━━ RECORD EXCERPTS
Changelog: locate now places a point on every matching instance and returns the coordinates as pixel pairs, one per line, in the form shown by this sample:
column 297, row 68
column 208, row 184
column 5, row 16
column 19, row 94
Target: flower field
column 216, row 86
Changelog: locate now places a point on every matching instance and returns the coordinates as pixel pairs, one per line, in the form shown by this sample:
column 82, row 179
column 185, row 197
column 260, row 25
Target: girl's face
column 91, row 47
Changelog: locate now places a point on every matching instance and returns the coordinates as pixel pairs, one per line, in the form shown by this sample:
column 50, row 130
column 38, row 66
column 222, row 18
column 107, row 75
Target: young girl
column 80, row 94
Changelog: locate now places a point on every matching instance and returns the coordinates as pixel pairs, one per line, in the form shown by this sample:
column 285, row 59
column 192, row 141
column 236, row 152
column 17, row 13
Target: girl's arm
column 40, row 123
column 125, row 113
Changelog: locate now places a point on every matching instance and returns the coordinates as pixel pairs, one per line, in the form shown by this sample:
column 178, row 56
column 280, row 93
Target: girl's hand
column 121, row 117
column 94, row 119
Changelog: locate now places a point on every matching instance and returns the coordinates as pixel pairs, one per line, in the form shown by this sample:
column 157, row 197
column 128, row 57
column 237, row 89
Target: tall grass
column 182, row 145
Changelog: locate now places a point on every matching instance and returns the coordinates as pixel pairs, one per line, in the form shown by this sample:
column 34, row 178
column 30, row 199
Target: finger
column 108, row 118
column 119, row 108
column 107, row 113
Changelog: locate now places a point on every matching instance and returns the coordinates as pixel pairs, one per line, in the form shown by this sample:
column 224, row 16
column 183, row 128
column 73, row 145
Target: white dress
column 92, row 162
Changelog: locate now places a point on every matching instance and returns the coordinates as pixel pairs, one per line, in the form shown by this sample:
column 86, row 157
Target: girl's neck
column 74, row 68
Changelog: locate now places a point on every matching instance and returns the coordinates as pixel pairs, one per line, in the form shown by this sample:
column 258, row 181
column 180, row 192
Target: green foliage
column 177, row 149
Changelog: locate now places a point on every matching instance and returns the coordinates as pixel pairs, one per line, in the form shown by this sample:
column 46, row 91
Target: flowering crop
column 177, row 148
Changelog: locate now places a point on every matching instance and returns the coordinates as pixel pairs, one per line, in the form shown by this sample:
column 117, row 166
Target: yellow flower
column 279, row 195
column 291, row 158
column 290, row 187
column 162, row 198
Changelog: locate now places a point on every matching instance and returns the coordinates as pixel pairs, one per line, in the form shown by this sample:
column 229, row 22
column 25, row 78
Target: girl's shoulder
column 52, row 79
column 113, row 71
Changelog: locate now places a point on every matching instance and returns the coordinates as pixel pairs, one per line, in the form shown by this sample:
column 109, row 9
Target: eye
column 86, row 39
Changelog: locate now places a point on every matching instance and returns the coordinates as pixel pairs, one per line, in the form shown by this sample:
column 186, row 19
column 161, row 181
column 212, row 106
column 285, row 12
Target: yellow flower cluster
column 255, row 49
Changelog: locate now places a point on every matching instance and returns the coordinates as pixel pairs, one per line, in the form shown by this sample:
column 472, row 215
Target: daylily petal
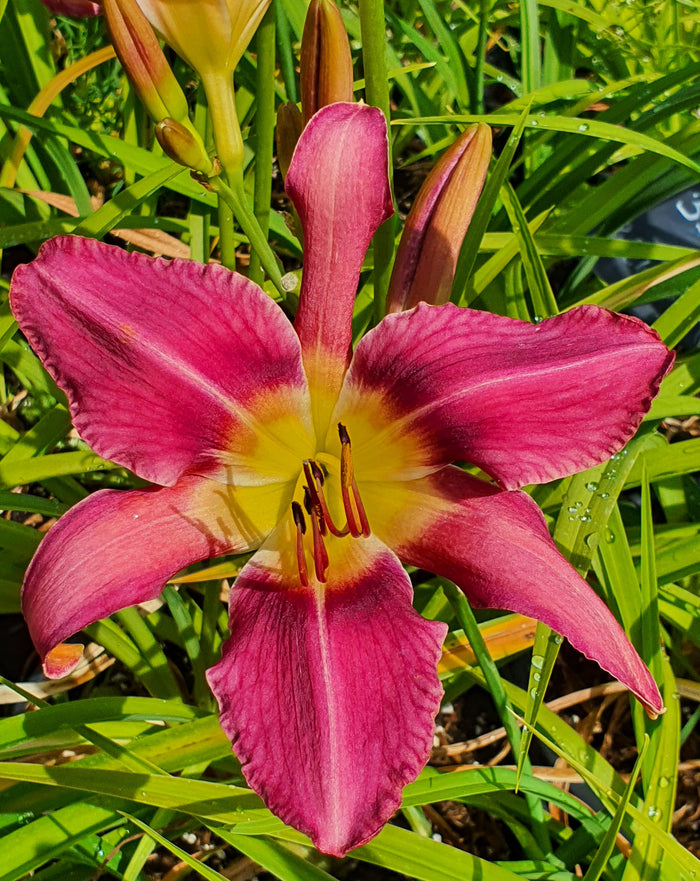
column 116, row 549
column 339, row 182
column 496, row 547
column 201, row 352
column 527, row 403
column 328, row 693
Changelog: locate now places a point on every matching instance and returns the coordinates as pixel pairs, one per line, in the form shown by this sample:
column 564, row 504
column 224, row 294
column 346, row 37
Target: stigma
column 316, row 508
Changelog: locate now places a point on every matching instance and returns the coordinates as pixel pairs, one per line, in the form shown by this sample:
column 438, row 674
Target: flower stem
column 373, row 31
column 229, row 186
column 480, row 57
column 265, row 128
column 467, row 620
column 235, row 198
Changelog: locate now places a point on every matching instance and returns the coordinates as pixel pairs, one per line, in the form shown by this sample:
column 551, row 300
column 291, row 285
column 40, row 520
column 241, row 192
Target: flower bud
column 435, row 228
column 210, row 35
column 326, row 63
column 183, row 146
column 76, row 8
column 139, row 51
column 289, row 128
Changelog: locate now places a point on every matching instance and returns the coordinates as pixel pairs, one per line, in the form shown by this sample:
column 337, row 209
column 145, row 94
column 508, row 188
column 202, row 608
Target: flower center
column 320, row 518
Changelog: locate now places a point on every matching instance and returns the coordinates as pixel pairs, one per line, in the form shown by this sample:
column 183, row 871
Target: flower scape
column 336, row 467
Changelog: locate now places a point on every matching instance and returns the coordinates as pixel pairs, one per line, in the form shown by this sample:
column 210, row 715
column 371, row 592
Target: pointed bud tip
column 438, row 222
column 325, row 61
column 183, row 146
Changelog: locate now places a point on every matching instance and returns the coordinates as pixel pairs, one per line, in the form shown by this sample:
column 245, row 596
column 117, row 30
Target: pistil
column 354, row 509
column 317, row 511
column 315, row 480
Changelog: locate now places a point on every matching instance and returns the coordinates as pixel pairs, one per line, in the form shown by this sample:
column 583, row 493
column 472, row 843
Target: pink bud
column 438, row 221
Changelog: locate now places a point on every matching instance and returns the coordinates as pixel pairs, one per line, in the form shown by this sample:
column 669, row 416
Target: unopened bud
column 435, row 228
column 289, row 127
column 75, row 8
column 326, row 62
column 210, row 35
column 139, row 51
column 183, row 145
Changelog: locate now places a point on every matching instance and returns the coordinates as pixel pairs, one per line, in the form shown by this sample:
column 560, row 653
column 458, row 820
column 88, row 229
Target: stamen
column 317, row 531
column 315, row 480
column 361, row 513
column 300, row 523
column 320, row 552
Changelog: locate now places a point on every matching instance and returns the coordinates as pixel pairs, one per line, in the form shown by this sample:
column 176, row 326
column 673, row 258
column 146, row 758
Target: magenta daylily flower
column 335, row 466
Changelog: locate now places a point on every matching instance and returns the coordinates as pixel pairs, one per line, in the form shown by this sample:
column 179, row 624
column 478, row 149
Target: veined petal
column 527, row 403
column 339, row 182
column 116, row 549
column 329, row 693
column 168, row 365
column 496, row 547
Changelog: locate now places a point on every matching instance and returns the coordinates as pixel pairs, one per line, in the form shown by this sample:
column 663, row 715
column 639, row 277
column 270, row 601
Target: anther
column 318, row 528
column 314, row 484
column 300, row 523
column 357, row 517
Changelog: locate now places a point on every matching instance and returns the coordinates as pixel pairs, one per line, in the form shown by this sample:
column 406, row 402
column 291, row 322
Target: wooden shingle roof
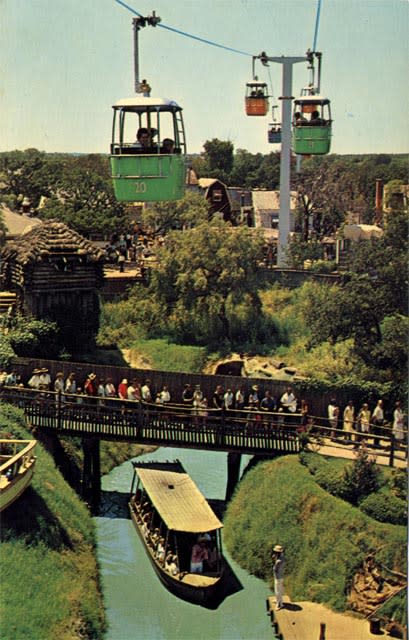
column 52, row 239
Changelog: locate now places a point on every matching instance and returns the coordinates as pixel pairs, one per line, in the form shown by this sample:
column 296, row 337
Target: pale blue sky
column 65, row 62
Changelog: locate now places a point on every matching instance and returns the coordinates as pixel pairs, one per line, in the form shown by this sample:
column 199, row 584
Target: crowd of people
column 348, row 422
column 134, row 246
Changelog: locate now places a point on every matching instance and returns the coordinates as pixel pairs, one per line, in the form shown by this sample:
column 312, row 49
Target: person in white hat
column 278, row 572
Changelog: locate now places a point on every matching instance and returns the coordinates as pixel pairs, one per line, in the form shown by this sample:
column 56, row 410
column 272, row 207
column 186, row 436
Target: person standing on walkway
column 349, row 418
column 278, row 572
column 398, row 424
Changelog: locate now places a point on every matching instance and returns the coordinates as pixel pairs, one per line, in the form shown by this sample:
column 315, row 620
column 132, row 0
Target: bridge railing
column 245, row 430
column 249, row 429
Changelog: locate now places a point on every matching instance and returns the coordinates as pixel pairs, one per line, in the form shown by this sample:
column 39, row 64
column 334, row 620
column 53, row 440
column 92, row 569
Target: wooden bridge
column 235, row 432
column 250, row 431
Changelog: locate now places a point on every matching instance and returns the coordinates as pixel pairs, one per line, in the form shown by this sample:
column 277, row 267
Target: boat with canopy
column 179, row 530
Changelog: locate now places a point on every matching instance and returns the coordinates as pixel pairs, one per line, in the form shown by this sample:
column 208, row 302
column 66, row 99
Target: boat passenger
column 199, row 554
column 160, row 550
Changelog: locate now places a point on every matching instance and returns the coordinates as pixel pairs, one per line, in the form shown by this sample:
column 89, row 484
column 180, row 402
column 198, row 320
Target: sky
column 63, row 63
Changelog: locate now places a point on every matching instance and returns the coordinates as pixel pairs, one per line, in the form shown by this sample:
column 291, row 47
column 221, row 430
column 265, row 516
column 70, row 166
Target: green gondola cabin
column 312, row 125
column 148, row 150
column 256, row 100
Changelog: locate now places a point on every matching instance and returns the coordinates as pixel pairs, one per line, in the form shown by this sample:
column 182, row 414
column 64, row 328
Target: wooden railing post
column 392, row 449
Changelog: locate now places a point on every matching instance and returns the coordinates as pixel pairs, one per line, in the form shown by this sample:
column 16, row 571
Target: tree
column 219, row 158
column 181, row 214
column 205, row 287
column 2, row 230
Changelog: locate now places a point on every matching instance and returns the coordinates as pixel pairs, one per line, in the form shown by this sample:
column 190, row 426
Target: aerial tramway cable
column 317, row 21
column 188, row 35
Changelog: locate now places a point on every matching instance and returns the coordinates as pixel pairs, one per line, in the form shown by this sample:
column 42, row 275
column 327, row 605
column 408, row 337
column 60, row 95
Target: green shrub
column 333, row 481
column 326, row 539
column 6, row 352
column 35, row 338
column 385, row 508
column 361, row 478
column 399, row 484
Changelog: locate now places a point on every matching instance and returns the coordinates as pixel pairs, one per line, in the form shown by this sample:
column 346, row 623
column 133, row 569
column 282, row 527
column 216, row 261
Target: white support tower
column 287, row 98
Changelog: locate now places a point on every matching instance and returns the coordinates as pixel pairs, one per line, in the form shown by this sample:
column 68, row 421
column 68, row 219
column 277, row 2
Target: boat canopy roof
column 143, row 104
column 178, row 501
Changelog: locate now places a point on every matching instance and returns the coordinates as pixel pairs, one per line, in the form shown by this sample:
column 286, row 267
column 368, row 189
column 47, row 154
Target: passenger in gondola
column 199, row 554
column 171, row 564
column 316, row 121
column 145, row 88
column 143, row 138
column 168, row 146
column 146, row 519
column 160, row 550
column 299, row 119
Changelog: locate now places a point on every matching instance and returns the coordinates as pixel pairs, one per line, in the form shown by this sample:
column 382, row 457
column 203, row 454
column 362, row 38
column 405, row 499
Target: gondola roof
column 142, row 104
column 312, row 99
column 178, row 501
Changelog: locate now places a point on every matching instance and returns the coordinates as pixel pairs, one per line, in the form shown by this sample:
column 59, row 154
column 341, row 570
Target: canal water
column 138, row 606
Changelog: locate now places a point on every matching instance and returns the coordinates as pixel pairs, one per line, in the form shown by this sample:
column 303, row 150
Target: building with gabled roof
column 56, row 275
column 266, row 207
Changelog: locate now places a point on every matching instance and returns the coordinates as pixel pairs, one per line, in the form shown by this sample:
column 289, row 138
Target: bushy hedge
column 326, row 539
column 35, row 338
column 50, row 584
column 385, row 508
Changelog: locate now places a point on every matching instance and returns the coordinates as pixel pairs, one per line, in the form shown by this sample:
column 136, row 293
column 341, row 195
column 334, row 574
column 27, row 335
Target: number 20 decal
column 140, row 187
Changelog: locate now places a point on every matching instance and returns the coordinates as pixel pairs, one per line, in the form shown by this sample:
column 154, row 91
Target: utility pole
column 138, row 23
column 287, row 98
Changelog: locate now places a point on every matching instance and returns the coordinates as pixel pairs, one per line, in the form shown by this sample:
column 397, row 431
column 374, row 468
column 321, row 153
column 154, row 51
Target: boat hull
column 185, row 586
column 17, row 487
column 22, row 465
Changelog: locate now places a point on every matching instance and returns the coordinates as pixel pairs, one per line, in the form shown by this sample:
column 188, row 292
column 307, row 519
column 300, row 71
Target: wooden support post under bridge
column 233, row 473
column 91, row 473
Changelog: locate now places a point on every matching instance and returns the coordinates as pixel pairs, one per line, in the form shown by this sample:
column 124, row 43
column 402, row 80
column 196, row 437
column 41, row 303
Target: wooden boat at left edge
column 17, row 462
column 166, row 506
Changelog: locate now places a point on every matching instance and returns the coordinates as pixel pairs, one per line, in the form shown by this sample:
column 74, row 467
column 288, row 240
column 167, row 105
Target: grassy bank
column 326, row 538
column 50, row 586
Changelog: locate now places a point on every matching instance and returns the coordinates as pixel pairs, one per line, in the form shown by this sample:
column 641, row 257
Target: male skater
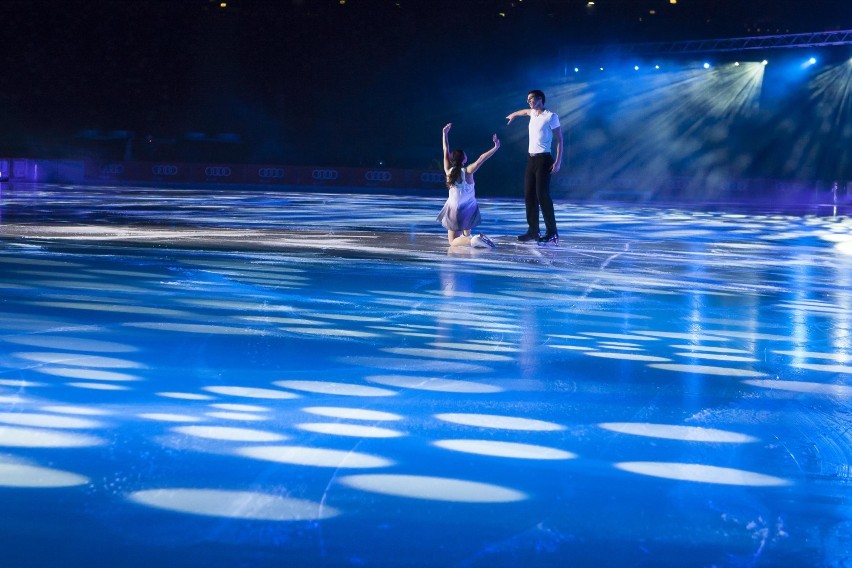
column 544, row 128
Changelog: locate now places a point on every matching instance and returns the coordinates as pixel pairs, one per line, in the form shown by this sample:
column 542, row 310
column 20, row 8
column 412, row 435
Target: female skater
column 461, row 212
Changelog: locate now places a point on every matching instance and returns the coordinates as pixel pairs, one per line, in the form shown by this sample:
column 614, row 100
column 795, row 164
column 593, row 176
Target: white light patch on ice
column 500, row 422
column 702, row 473
column 123, row 308
column 710, row 349
column 245, row 505
column 316, row 457
column 678, row 432
column 87, row 374
column 751, row 336
column 471, row 346
column 240, row 407
column 445, row 354
column 684, row 336
column 717, row 357
column 77, row 410
column 843, row 391
column 344, row 317
column 351, row 430
column 169, row 417
column 844, row 369
column 229, row 434
column 20, row 384
column 197, row 328
column 236, row 416
column 186, row 395
column 72, row 343
column 14, row 474
column 621, row 336
column 252, row 392
column 237, row 306
column 327, row 387
column 505, row 449
column 47, row 420
column 352, row 413
column 79, row 360
column 433, row 488
column 433, row 384
column 626, row 356
column 20, row 437
column 706, row 370
column 836, row 357
column 418, row 365
column 281, row 320
column 97, row 386
column 330, row 332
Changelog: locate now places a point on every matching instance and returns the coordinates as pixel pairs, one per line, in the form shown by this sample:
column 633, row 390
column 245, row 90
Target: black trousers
━━━━
**EXERCISE DESCRIPTION:**
Lay out the rows above as a JSON list of strings, one string per line with blank lines left out, starting at the very first line and ending at the line that contains "column 125, row 113".

**WRITTEN SOLUTION:**
[
  "Changelog: locate now places a point on every matching instance and returns the coordinates as pixel pairs, one per line, in the form shown by this sample:",
  "column 297, row 68",
  "column 208, row 184",
  "column 5, row 16",
  "column 19, row 94",
  "Target: flower field",
  "column 216, row 86",
  "Changelog: locate now places a point on every matching instance and returns the coordinates as pixel pairs, one per line, in the form shown by this sample:",
  "column 82, row 179",
  "column 185, row 197",
  "column 260, row 25",
  "Target: girl's face",
  "column 91, row 47",
  "Changelog: locate now places a point on every matching instance and returns the coordinates as pixel pairs, one per line, in the form shown by this sample:",
  "column 50, row 130",
  "column 38, row 66",
  "column 222, row 18",
  "column 107, row 75",
  "Target: young girl",
  "column 80, row 94",
  "Changelog: locate now places a point on every matching instance and returns the coordinates as pixel pairs, one per line, in the form shown by this sample:",
  "column 285, row 59",
  "column 192, row 141",
  "column 236, row 152",
  "column 17, row 13",
  "Target: girl's arm",
  "column 40, row 123",
  "column 125, row 113"
]